Petrosian would have been eligible to compete in the 2020–21 ISU Junior Grand Prix circuit; however, the series was canceled due to the global COVID-19 pandemic. She competed for another season in the junior division of the Cup of Russia circuit. In October, she won the gold medal at the 2020 Russian Cup Stage III, Sochi. At the 2020 Russian Cup Stage V, Moscow, she finished third in the short program, fifth in the free skate, and fourth overall. These results qualified her to the 2021 Russian Junior Championships. At the event, Petrosian won the silver medal overall behind her teammate, Sofia Akateva. In March, she competed at the 2021 Russian Cup Final, winning the bronze medal behind Akateva and Sofia Samodelkina.

=== 2021–22 season: Junior Grand Prix debut and national bronze medal===
Petrosian was assigned to two events on the 2021–22 Junior Grand Prix series. She made her international junior debut in September at 2021 JGP Slovakia, placing third in both the short program and the free skate to take the bronze medal overall behind Russian compatriots, Veronika Zhilina and Sofia Muravieva. During her free skate performance, Petrosian attempted a quadruple toe loop but the jump was deemed to be underrotated. Later in the month, Petrosian competed at 2021 JGP Slovenia, where she won the short program and placed second in the free skate to win the gold medal overall.

--- --- ---

▶ _Required action 1_
Answer from the Petrosian passage:
(a) Who finished ahead of Petrosian at the 2021 Russian Junior Championships?
(b) Which jump did Petrosian attempt in her free skate at 2021 JGP Slovakia?
(c) Where did Petrosian place in the short program at 2021 JGP Slovenia?
▶ _Required action 2_
Extract the part of the Petrosian passage that opens with the words containing "Petrosian would have" and closes with "and Sofia Samodelkina.".
The entries are unrelated to the Petrosian passage.

--- --- ---

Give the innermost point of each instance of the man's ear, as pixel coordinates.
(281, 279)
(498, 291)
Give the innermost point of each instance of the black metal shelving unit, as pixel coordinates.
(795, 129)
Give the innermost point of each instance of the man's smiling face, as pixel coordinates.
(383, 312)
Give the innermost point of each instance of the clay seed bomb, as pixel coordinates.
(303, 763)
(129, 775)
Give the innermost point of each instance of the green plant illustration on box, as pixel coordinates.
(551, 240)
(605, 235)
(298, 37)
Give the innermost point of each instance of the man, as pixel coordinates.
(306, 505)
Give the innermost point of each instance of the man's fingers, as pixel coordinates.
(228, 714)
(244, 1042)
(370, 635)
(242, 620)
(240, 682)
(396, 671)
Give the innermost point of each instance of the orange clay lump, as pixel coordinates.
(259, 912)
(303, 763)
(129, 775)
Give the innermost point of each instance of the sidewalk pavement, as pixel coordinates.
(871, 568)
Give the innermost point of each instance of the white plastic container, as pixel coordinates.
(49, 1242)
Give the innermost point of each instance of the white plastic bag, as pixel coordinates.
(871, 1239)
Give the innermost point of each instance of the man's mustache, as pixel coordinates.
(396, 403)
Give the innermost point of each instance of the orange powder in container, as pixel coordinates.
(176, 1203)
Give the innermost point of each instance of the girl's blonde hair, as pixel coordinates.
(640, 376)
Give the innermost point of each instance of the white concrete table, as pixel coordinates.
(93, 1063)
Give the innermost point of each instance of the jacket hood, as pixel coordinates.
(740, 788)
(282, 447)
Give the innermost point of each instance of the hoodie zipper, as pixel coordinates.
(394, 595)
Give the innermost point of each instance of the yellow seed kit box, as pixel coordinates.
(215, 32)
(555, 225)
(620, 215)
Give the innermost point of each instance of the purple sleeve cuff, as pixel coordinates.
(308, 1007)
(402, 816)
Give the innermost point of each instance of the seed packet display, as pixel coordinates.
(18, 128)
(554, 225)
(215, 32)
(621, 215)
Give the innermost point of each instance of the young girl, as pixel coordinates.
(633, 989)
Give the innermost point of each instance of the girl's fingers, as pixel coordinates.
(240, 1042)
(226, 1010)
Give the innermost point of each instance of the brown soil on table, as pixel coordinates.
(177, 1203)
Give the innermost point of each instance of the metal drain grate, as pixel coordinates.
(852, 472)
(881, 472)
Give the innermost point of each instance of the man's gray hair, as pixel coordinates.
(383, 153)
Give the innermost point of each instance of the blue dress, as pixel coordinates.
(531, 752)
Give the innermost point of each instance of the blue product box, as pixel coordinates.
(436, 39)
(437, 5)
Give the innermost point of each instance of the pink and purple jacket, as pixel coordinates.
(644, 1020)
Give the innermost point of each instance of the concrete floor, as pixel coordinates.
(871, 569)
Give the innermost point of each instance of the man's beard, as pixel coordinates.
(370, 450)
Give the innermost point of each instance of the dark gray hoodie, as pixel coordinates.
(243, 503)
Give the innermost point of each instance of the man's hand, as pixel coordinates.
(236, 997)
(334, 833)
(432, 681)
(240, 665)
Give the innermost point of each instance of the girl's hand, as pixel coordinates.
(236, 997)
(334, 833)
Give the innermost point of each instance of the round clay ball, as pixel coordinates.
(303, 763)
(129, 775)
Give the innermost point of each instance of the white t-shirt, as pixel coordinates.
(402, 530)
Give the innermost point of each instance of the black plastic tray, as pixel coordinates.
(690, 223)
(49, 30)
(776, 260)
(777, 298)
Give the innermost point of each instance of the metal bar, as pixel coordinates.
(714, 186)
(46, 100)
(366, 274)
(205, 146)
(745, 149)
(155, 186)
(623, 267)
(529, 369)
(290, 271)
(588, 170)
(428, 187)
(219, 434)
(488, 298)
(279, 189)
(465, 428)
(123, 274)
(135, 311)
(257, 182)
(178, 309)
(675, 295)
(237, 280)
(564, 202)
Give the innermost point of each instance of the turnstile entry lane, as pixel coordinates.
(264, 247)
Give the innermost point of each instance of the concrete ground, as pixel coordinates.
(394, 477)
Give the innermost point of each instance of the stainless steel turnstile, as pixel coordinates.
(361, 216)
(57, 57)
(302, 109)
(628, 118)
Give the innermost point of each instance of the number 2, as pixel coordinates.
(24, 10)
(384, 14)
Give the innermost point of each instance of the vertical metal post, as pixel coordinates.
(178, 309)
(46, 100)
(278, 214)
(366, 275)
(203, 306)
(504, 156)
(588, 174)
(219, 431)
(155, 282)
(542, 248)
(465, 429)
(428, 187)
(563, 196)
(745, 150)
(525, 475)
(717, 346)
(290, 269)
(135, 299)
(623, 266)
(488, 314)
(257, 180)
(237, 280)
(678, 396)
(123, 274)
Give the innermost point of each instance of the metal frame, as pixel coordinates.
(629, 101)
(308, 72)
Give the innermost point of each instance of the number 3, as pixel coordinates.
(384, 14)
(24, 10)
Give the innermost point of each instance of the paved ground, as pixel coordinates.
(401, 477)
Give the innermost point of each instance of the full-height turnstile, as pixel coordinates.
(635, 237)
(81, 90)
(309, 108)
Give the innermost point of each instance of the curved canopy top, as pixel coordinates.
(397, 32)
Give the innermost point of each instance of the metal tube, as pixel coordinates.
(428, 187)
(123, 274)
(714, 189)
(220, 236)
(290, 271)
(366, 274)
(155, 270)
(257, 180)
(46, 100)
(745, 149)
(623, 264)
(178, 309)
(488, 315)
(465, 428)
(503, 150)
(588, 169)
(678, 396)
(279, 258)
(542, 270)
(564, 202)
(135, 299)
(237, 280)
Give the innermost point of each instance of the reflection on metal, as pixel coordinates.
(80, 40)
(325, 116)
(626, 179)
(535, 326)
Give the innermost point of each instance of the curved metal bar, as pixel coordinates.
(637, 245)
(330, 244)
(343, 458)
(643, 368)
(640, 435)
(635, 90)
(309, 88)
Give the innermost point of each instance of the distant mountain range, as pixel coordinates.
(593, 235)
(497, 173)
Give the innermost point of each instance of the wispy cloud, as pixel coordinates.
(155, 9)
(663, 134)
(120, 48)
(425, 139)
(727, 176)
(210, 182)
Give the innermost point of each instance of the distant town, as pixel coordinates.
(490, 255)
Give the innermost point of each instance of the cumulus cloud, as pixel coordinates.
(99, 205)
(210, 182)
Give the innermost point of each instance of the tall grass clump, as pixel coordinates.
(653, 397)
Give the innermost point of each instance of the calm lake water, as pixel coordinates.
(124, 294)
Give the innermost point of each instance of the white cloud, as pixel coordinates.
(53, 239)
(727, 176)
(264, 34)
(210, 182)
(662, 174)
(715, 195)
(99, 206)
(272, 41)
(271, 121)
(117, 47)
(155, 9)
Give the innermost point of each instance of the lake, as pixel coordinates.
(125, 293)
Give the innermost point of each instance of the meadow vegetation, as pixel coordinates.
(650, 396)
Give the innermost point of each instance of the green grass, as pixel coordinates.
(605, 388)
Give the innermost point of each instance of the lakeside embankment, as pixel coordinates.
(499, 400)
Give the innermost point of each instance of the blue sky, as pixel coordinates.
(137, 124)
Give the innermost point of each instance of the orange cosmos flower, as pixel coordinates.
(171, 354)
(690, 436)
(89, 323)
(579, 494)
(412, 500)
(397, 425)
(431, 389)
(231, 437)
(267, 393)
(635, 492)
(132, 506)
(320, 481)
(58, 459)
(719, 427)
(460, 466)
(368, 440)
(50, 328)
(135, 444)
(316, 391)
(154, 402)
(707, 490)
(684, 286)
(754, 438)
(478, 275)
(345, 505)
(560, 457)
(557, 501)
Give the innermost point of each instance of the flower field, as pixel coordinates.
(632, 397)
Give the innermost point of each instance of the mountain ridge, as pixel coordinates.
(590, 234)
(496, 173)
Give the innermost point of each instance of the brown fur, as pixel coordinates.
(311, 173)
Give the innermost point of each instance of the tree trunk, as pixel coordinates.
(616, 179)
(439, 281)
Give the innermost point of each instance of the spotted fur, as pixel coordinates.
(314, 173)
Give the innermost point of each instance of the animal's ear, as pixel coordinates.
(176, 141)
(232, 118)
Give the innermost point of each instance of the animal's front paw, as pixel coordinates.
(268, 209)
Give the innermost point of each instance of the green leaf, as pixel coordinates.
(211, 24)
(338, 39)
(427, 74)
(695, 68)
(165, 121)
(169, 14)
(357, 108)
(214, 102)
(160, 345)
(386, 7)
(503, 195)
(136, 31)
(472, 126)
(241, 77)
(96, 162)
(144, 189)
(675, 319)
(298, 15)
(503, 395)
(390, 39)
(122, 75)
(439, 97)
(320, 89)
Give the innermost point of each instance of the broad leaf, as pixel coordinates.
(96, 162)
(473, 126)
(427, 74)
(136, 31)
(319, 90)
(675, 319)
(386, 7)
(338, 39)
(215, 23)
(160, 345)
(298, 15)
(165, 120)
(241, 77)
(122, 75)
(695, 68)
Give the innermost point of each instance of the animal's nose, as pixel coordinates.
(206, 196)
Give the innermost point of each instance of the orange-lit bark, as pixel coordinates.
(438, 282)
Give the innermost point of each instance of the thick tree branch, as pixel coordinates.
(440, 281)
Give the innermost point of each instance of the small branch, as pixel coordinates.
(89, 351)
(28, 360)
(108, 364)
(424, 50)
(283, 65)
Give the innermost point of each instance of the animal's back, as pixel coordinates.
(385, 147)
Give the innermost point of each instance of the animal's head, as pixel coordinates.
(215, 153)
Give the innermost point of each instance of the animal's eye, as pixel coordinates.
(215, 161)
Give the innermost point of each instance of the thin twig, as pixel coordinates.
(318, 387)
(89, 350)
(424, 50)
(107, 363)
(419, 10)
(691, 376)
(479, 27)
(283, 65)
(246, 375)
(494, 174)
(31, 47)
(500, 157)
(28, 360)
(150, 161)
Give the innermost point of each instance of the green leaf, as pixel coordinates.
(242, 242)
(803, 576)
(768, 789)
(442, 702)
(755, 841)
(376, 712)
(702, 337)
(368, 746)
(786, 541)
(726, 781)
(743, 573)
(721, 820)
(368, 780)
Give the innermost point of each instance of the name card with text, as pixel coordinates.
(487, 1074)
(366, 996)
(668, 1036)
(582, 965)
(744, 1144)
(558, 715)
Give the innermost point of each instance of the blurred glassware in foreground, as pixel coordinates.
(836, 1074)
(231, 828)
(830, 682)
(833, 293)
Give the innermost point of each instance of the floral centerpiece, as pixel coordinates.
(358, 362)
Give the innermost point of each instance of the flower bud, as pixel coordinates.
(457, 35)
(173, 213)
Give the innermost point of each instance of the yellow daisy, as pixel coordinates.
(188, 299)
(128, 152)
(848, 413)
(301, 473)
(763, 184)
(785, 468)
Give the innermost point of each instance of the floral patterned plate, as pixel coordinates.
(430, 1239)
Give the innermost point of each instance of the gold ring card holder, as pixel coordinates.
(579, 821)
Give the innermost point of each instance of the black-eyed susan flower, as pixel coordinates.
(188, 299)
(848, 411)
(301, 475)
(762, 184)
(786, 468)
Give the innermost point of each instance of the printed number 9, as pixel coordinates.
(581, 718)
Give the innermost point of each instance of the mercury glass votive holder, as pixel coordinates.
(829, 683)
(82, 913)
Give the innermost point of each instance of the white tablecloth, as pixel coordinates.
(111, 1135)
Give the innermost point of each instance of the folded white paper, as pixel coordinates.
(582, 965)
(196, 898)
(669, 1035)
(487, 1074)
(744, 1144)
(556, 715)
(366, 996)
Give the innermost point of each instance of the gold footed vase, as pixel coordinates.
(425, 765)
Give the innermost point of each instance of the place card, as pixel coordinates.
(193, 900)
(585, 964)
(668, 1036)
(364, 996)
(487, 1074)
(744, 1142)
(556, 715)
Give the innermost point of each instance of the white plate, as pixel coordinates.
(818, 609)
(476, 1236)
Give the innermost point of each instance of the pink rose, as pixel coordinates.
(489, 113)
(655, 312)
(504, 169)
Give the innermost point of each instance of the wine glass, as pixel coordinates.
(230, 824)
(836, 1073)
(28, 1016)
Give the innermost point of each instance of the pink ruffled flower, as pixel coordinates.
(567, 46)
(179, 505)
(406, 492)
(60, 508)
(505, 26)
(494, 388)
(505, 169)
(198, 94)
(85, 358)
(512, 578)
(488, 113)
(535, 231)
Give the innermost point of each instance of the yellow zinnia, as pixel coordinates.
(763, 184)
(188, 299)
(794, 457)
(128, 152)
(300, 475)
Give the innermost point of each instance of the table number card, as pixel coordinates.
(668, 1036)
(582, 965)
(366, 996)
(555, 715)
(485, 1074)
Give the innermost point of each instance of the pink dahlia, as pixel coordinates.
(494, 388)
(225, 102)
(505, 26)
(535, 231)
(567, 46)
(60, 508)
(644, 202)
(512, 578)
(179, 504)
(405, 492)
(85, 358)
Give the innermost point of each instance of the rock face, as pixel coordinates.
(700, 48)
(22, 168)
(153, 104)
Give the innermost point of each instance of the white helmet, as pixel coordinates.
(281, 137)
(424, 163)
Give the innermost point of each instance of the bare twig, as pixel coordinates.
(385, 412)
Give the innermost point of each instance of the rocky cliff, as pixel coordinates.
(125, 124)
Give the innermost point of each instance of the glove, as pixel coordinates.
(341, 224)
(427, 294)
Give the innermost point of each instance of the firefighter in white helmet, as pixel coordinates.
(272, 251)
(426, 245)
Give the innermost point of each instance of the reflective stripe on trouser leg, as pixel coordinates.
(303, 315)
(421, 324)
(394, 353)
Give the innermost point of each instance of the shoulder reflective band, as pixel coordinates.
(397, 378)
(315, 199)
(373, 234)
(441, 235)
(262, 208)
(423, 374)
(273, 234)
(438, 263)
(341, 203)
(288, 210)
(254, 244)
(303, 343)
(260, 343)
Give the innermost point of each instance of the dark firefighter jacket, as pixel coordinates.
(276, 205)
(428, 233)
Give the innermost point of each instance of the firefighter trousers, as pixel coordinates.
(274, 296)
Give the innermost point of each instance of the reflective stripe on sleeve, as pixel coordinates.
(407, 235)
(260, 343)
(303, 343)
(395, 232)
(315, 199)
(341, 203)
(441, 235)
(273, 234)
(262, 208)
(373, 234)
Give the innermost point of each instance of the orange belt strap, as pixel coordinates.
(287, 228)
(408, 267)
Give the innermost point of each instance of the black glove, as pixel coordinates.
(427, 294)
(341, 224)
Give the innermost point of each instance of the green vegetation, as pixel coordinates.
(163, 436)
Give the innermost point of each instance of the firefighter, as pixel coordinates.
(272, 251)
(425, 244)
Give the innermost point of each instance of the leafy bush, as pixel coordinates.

--- --- ---

▶ _Response area 1_
(a) Sofia Akateva
(b) A quadruple toe loop
(c) First

▶ _Response area 2_
Petrosian would have been eligible to compete in the 2020–21 ISU Junior Grand Prix circuit; however, the series was canceled due to the global COVID-19 pandemic. She competed for another season in the junior division of the Cup of Russia circuit. In October, she won the gold medal at the 2020 Russian Cup Stage III, Sochi. At the 2020 Russian Cup Stage V, Moscow, she finished third in the short program, fifth in the free skate, and fourth overall. These results qualified her to the 2021 Russian Junior Championships. At the event, Petrosian won the silver medal overall behind her teammate, Sofia Akateva. In March, she competed at the 2021 Russian Cup Final, winning the bronze medal behind Akateva and Sofia Samodelkina.